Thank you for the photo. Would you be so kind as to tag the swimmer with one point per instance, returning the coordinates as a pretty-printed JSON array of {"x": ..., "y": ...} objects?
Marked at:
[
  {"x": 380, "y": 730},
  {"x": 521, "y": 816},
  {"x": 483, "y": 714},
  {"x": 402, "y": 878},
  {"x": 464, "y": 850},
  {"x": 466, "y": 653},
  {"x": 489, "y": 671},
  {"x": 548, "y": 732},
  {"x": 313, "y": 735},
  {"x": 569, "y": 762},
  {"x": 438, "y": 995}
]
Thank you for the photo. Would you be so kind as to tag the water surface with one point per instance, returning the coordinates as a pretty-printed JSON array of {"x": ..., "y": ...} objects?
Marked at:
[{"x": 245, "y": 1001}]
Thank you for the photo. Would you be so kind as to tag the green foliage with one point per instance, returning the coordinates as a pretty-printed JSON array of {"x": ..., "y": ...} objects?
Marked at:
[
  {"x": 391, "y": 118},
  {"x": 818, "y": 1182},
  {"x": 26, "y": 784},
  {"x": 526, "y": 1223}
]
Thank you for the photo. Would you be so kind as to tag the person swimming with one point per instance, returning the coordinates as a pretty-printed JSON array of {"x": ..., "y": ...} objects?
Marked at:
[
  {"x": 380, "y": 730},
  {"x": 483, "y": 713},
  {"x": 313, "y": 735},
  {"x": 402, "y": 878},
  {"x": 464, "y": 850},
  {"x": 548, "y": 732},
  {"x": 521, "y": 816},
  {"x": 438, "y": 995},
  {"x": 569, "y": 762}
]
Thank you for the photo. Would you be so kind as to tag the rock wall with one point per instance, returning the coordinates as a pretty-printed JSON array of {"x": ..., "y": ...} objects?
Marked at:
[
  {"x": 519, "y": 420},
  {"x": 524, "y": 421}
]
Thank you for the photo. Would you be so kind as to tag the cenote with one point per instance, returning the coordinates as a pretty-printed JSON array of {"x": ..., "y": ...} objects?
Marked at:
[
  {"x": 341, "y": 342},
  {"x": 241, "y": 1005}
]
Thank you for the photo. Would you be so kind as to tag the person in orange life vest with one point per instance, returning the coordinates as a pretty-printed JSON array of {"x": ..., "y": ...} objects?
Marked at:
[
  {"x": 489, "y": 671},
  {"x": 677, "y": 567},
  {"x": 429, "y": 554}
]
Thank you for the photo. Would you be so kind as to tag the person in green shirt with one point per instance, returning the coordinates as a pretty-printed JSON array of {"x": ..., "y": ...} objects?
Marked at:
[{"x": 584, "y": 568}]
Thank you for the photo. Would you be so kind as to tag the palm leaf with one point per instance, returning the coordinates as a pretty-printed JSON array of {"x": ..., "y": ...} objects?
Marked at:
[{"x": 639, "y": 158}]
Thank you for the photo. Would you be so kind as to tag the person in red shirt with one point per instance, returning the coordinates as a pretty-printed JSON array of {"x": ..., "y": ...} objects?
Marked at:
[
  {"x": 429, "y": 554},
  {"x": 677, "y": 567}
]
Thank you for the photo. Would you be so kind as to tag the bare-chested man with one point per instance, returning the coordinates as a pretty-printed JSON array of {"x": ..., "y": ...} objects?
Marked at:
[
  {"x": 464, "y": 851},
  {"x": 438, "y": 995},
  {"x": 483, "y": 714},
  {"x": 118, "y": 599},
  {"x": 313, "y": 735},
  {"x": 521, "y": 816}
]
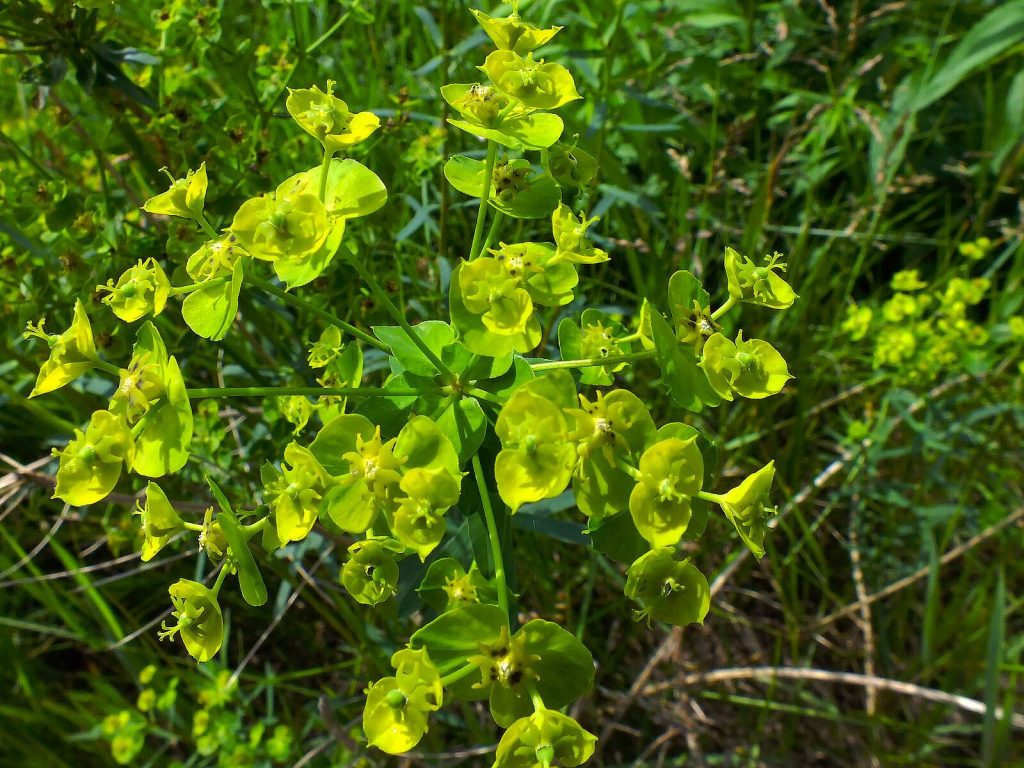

----------------

▶ WHAT IS NEEDED
State how many lines in the rows above contain the string "shirt", treating the match as case-sensitive. Give only the number.

▶ RESPONSE
2